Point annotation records
************
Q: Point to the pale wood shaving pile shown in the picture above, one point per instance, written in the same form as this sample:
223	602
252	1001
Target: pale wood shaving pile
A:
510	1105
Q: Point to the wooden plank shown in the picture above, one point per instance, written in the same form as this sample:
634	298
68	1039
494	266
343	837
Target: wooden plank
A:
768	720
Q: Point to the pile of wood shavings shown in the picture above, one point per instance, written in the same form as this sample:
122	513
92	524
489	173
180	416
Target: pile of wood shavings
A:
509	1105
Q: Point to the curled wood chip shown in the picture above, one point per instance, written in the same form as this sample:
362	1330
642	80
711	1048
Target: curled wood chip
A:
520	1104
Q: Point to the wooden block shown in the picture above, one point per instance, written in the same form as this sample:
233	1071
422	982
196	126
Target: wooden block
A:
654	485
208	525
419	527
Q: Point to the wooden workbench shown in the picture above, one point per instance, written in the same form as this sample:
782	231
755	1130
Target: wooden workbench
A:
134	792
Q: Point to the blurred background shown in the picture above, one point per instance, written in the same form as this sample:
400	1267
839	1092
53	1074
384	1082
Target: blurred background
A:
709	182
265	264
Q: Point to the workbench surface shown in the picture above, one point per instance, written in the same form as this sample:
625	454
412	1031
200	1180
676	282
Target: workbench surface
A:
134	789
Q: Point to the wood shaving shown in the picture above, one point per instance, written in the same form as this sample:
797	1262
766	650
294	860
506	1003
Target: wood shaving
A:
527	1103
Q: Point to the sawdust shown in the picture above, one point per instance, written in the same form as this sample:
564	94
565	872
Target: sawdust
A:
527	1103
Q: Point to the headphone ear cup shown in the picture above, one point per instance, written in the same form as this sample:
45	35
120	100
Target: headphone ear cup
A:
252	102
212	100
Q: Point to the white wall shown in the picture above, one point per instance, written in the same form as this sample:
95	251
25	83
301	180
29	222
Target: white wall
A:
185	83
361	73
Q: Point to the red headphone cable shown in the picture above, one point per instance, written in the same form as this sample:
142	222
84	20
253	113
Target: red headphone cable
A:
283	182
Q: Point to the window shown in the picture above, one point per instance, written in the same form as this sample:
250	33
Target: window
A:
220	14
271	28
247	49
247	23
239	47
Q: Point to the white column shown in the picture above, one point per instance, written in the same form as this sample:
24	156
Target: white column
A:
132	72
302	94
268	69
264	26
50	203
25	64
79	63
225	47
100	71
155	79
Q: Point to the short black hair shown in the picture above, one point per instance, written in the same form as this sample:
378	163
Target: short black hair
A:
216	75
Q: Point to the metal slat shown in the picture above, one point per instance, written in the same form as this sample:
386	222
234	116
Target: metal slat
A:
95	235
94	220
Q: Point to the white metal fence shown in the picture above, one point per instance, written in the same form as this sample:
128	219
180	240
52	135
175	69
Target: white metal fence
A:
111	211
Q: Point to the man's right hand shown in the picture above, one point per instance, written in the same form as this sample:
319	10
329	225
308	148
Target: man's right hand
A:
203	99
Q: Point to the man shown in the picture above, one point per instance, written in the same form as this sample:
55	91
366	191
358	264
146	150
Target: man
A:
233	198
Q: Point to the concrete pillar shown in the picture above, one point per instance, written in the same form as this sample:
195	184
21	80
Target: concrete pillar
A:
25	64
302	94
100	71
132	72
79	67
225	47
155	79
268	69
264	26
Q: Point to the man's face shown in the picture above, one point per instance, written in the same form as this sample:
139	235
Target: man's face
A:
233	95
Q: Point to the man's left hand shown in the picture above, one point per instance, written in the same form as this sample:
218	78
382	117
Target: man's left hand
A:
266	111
************
§ What the exercise asks: Rewrite the rows from the line with "Q: Point to the man's left" through the end of the rows, keeping every line otherwise unchanged. Multiply only the answer point coordinates by 2.5, rounding to whole numbers with halves going up.

§ The response:
Q: Point to the man's left hand shown in the picture above, one point per instance, written in the same form as this sample:
218	78
382	117
Target: man's left hand
A:
665	278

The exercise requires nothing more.